Given records:
------------------------

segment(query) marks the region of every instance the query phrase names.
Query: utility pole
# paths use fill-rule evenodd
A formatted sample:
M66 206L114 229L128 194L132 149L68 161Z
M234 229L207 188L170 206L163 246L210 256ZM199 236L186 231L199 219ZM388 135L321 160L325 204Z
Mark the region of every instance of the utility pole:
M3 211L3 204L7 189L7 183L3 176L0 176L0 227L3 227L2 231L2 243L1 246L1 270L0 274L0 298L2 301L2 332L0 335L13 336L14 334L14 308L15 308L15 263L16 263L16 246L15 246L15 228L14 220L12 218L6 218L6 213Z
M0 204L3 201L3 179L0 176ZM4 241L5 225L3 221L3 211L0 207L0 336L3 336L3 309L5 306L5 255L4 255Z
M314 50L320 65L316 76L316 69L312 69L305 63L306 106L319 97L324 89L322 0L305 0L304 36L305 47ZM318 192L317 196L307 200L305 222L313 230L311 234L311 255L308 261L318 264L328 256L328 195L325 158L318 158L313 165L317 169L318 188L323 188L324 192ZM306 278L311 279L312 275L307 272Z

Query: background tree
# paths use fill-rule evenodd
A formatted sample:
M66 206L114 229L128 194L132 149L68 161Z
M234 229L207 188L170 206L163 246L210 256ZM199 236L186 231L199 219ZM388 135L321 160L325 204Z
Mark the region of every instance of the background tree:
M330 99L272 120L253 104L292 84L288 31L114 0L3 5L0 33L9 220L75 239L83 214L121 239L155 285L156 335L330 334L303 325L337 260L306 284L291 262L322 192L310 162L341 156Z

------------------------

Written exercise: Format all of the entries above as a JSON list of strings, with one string per line and no blank lines.

Task solution:
[
  "segment(query) marks the region of every instance the query phrase names.",
  "Query: utility pole",
  "# paths use fill-rule evenodd",
  "A formatted sample:",
  "M66 206L114 229L128 194L132 149L68 161Z",
  "M234 229L207 188L170 206L163 246L210 256ZM199 236L186 231L199 219ZM388 135L321 160L325 204Z",
  "Mark the region of every instance of the utility pole:",
  "M3 211L3 204L7 189L7 183L3 176L0 176L0 227L3 227L2 231L2 243L1 246L1 270L0 274L0 298L2 301L2 332L0 335L13 336L14 334L14 308L15 308L15 263L16 263L16 246L15 246L15 228L14 220L12 218L6 218L6 213Z",
  "M0 204L3 201L3 179L0 176ZM4 241L5 225L3 221L3 211L0 207L0 336L3 336L3 309L5 306L5 255L4 255Z",
  "M314 50L320 65L316 76L316 69L312 69L305 63L306 106L319 97L324 89L322 0L305 0L304 36L305 47ZM318 192L317 196L307 200L305 222L313 230L311 234L311 255L308 261L318 264L328 256L328 195L325 158L318 158L313 165L317 169L318 188L323 188L324 192ZM306 278L311 279L312 275L307 272Z",
  "Query: background tree",
  "# paths use fill-rule evenodd",
  "A formatted sample:",
  "M66 206L114 229L128 194L132 149L68 161Z",
  "M234 229L207 188L170 206L163 246L210 256ZM199 236L186 231L199 219ZM388 135L321 160L325 204Z",
  "Mark the region of every instance of the background tree:",
  "M330 99L272 120L253 104L292 84L288 31L114 0L3 5L0 33L9 220L75 239L83 214L121 239L155 285L156 335L330 334L303 325L337 260L306 284L291 262L322 192L310 162L341 156Z"
]